*Tasks to perform*
A. Using the article on synthetic biology, explain why Tyo says extending the US quality of life to the rest of the world would have disastrous effects on the planet. Answer in one to three sentences.
B. Please answer these questions from the article on synthetic biology:
(i) Where did Keith Tyo grow up?
(ii) Where did his father travel yearly with church mission trips?
(iii) How many MBP students has Tyo mentored during his time at Northwestern?

Using Synthetic Biology to Improve Quality of Life

Growing up in rural West Virginia, Keith Tyo thought he knew what it meant to be disadvantaged.  

His perspective changed after hearing stories from his father, who traveled to Haiti yearly with church mission trips and helped build infrastructure. It was then that he realized that even the most disadvantaged in the United States were still far better off than most Haitians or people in other developing nations around the world.  

“He was teaching us this idea of privilege,” said Tyo, now an associate professor of chemical and biological engineering at Northwestern and a research preceptor for students in Northwestern Engineering's Master of Biotechnology Program (MBP). “Early on, I recall really wanting to find ways to help improve the quality of life for this population, a population that is sometimes called the bottom billion.”  

Today, Tyo works with MBP students to improve the quality of life for the bottom billion using synthetic biology to find low cost and environmentally sustainable sources of energy and materials.  

It's easy to say it would be great to extend the quality of life in the US to the rest of the world, Tyo said, but doing so would have disastrous effects on the planet.  

“Our quality of life requires far too much energy and impact on the environment. It just wouldn't even be possible to scale it up to the whole world,” he said. “How do we make technologies that allow people to have a high standard of living without that environmental impact?”  

That is the question Tyo routinely asks MBP the students with whom he works. He has mentored at least a dozen MBP students during his time at Northwestern, welcoming them into his lab as they pursue solutions to help improve the availability of sustainable fuels and chemicals. 

One of the main focuses of his research is finding ways to genetically engineer microbes that can convert waste into needed chemicals that could help reduce reliance on unsustainable and polluting resources.   

“There's this big opportunity to use all of these waste streams by converting them into chemicals or fuels that we can use for society,” Tyo said. “You're preventing pollution while at the same time producing a product that doesn't need to come from oil.”

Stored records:
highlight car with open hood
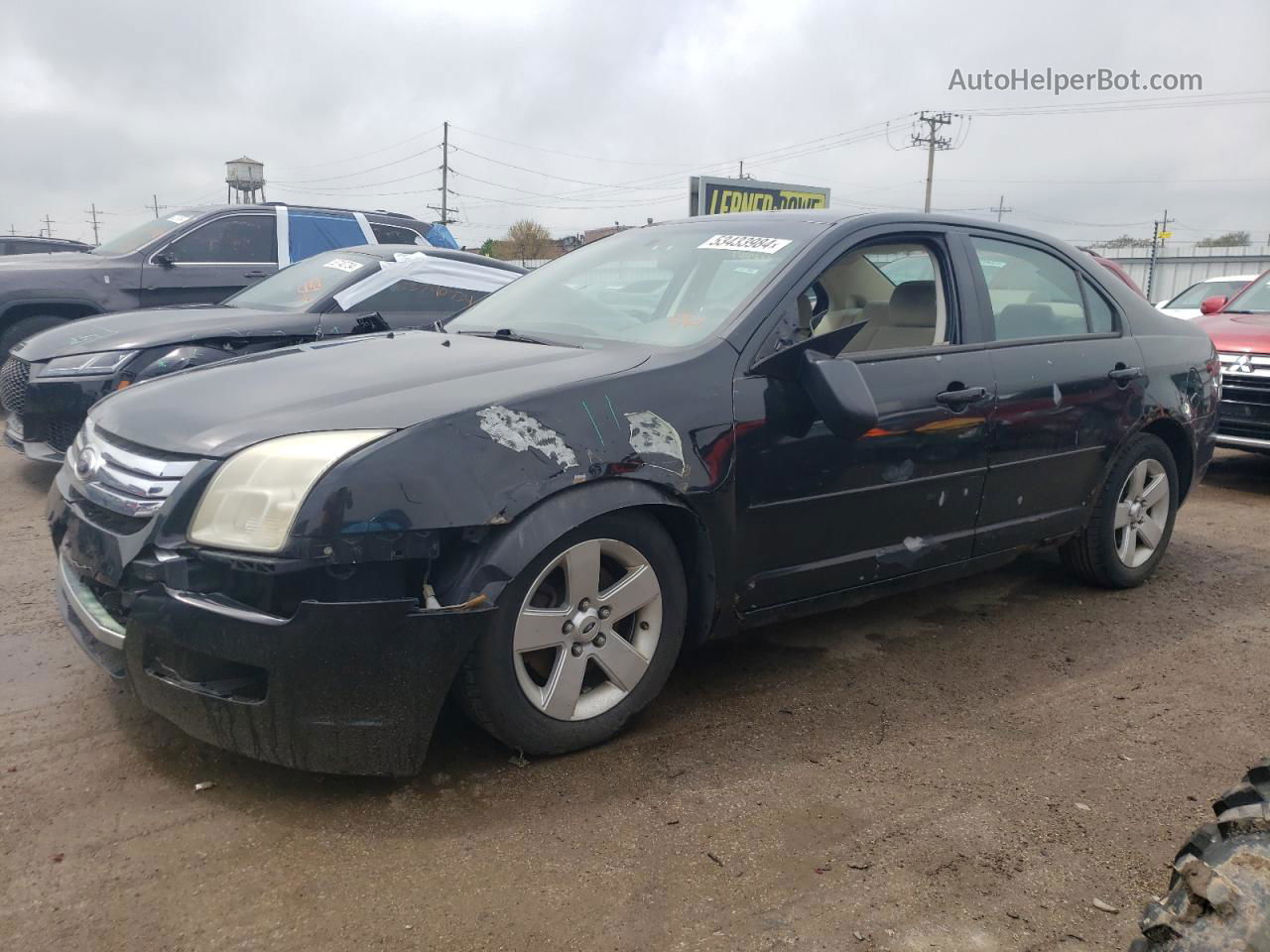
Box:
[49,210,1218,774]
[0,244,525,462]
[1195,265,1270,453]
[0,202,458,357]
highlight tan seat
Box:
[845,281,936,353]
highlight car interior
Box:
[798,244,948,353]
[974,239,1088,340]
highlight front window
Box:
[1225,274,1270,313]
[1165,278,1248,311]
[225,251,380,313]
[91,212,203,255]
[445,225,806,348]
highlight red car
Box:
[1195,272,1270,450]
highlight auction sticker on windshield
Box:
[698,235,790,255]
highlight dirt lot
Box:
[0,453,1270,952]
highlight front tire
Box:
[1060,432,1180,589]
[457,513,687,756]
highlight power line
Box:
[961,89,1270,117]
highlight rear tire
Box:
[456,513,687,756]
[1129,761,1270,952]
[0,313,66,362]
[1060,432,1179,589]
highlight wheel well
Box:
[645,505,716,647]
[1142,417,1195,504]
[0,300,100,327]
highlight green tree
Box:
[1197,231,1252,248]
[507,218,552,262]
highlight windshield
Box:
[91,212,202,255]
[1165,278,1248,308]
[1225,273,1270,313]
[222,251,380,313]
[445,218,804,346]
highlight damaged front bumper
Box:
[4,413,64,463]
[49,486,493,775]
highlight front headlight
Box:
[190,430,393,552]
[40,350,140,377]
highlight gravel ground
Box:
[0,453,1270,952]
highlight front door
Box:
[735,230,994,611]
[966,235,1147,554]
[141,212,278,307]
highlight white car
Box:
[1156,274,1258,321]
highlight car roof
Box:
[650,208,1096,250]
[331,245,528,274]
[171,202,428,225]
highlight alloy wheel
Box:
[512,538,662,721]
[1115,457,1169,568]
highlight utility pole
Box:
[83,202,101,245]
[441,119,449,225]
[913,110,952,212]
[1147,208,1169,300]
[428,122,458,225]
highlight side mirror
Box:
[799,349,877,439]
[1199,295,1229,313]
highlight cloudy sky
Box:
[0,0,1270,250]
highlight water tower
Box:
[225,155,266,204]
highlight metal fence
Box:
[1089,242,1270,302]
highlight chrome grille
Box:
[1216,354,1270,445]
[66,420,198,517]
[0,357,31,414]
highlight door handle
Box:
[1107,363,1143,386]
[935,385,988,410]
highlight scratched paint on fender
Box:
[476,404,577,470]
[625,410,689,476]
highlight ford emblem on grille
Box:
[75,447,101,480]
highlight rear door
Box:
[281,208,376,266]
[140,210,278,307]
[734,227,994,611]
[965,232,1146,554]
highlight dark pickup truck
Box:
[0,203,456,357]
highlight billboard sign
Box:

*Results by task*
A. Tyo says the US quality of life requires far too much energy and has too great an impact on the environment. Because of that, it would not even be possible to scale it up to the whole world.

B.
(i) Rural West Virginia.
(ii) Haiti.
(iii) At least a dozen.